Stated goal 1: List each line of the listing below that contains the word "shop".

Passage:
===

ADLC — Agentic Development Life Cycle
ADLC — Agentic Development Life Cycle
Section titled “ADLC — Agentic Development Life Cycle”The Software Development Life Cycle (SDLC) was designed for teams of humans. It assumes that every actor in the loop reads specs the same way, follows conventions, asks questions when unsure, and learns from the codebase over time. That model starts to crack the moment an AI agent joins the team — not as a helper invoked ad-hoc, but as a first-class participant executing tasks day-to-day.
ADLC — the Agentic Development Life Cycle — is what the SDLC becomes once you take agents seriously. Okto Pulse is built from the ground up to support this cycle.

===

Extracted information:

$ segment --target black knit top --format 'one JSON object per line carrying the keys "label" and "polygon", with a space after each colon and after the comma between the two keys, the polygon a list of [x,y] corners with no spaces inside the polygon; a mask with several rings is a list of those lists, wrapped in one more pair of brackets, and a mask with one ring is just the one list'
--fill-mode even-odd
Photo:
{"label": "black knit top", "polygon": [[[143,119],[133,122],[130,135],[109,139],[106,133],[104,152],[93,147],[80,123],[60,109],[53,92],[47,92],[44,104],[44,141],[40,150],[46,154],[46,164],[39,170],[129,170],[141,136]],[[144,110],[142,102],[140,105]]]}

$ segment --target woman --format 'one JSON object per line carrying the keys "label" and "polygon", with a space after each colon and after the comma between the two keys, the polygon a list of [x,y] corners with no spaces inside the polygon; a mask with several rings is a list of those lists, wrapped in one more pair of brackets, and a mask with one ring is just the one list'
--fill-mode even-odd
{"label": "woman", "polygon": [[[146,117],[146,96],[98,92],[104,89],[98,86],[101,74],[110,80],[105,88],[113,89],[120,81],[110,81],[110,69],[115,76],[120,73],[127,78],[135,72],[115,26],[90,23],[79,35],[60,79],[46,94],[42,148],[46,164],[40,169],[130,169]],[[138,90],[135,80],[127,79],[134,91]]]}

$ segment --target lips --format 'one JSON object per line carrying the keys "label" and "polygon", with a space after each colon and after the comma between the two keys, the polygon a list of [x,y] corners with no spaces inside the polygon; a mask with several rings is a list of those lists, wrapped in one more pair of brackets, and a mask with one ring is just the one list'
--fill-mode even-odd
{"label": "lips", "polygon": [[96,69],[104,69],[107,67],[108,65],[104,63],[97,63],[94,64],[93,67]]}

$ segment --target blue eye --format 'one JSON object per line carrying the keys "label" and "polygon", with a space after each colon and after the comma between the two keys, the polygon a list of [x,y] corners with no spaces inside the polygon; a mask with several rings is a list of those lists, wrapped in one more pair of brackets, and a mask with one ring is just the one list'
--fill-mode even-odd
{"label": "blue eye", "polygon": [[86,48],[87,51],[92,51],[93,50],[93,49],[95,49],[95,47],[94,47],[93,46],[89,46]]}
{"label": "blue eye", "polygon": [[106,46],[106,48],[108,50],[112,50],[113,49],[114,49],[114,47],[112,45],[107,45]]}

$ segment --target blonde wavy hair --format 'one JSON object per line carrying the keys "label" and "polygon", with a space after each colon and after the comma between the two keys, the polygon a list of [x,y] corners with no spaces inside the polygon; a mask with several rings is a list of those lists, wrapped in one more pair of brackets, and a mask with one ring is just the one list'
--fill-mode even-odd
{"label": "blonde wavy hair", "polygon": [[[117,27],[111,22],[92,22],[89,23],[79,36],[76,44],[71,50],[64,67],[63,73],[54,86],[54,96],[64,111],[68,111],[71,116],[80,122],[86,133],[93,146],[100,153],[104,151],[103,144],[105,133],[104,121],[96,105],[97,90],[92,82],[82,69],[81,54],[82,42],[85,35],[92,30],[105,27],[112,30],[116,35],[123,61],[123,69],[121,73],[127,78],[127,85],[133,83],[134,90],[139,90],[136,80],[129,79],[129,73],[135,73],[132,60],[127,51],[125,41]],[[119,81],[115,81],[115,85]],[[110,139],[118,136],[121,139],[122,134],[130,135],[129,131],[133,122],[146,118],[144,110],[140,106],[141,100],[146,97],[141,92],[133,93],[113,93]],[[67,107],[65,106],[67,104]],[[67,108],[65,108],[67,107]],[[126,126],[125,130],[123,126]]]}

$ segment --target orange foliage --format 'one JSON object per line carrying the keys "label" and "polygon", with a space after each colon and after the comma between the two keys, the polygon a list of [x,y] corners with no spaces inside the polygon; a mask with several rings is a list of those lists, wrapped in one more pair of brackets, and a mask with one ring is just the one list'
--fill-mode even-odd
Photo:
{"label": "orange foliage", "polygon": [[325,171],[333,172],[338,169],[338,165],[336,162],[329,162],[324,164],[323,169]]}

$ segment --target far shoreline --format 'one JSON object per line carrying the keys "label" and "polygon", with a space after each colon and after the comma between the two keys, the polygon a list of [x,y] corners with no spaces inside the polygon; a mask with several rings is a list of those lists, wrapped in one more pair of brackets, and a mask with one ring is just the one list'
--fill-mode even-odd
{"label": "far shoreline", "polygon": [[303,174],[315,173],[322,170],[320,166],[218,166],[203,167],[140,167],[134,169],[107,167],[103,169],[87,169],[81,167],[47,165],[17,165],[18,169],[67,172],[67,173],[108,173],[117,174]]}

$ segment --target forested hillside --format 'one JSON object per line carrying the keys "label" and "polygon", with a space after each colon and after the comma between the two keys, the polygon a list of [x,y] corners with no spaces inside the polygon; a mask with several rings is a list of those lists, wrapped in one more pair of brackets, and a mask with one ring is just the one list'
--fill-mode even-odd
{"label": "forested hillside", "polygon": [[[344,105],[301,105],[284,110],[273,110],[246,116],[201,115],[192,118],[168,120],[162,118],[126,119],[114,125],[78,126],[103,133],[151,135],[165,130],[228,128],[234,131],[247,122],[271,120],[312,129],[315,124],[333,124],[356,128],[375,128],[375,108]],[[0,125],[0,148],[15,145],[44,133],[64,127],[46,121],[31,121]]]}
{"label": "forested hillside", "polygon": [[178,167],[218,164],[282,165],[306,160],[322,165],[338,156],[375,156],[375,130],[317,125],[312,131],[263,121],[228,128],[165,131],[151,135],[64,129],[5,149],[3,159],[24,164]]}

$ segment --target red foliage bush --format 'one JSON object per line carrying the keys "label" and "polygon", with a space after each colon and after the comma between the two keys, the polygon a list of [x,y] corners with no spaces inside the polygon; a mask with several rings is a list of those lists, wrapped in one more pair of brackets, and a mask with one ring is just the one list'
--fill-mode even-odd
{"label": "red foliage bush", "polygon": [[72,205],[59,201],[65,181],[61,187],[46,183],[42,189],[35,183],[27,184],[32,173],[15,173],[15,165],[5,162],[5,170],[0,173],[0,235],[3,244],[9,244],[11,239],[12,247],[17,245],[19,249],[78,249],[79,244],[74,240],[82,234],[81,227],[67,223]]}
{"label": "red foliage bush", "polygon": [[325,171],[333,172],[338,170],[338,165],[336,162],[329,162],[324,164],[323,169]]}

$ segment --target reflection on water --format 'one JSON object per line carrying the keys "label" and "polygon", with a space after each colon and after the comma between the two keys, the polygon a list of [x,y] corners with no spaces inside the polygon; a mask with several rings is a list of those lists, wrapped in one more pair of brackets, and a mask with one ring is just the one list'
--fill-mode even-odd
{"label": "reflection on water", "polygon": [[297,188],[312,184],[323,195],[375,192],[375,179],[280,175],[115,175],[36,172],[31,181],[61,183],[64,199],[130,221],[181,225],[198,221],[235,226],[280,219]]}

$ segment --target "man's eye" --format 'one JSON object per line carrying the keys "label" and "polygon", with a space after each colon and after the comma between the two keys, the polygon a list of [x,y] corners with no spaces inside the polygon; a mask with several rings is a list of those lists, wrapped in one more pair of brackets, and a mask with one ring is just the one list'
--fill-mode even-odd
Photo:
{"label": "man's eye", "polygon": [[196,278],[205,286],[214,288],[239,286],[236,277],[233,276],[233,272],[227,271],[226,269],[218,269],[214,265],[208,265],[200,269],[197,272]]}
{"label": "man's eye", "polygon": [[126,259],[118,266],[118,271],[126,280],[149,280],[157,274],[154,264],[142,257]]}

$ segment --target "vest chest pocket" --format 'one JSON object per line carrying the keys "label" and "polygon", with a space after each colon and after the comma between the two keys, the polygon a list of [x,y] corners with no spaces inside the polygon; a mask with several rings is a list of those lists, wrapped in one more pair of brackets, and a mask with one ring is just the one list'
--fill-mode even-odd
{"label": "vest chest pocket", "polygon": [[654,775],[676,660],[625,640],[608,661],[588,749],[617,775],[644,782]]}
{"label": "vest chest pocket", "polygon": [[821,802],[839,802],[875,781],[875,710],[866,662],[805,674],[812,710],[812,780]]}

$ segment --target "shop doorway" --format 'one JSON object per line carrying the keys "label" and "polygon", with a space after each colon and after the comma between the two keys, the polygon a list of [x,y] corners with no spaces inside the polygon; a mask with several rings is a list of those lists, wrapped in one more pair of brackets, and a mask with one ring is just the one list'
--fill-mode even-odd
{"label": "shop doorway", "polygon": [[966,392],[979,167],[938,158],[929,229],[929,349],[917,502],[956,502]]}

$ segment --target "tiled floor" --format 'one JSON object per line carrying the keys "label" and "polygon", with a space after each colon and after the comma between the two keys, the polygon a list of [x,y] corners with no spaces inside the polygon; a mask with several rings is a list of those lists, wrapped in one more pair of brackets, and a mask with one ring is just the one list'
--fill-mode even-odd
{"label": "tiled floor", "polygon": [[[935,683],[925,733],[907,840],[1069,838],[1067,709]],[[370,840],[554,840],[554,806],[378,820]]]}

===

Stated goal 2: Echo the ADLC passage above word for word, starting at the words "ADLC — the Agentic" and stopping after "support this cycle.".

Expected output 1:
$ segment --target "shop doorway" --format 'one JSON object per line carrying the keys "label" and "polygon", with a space after each colon and after the comma between the two keys, the polygon a list of [x,y] corners with no spaces inside the polygon; a mask with several rings is a list of those lists, wrapped in one more pair of brackets, and a mask with one ring is just the one list'
{"label": "shop doorway", "polygon": [[966,392],[979,167],[938,158],[929,229],[929,349],[917,502],[956,502]]}

Expected output 2:
ADLC — the Agentic Development Life Cycle — is what the SDLC becomes once you take agents seriously. Okto Pulse is built from the ground up to support this cycle.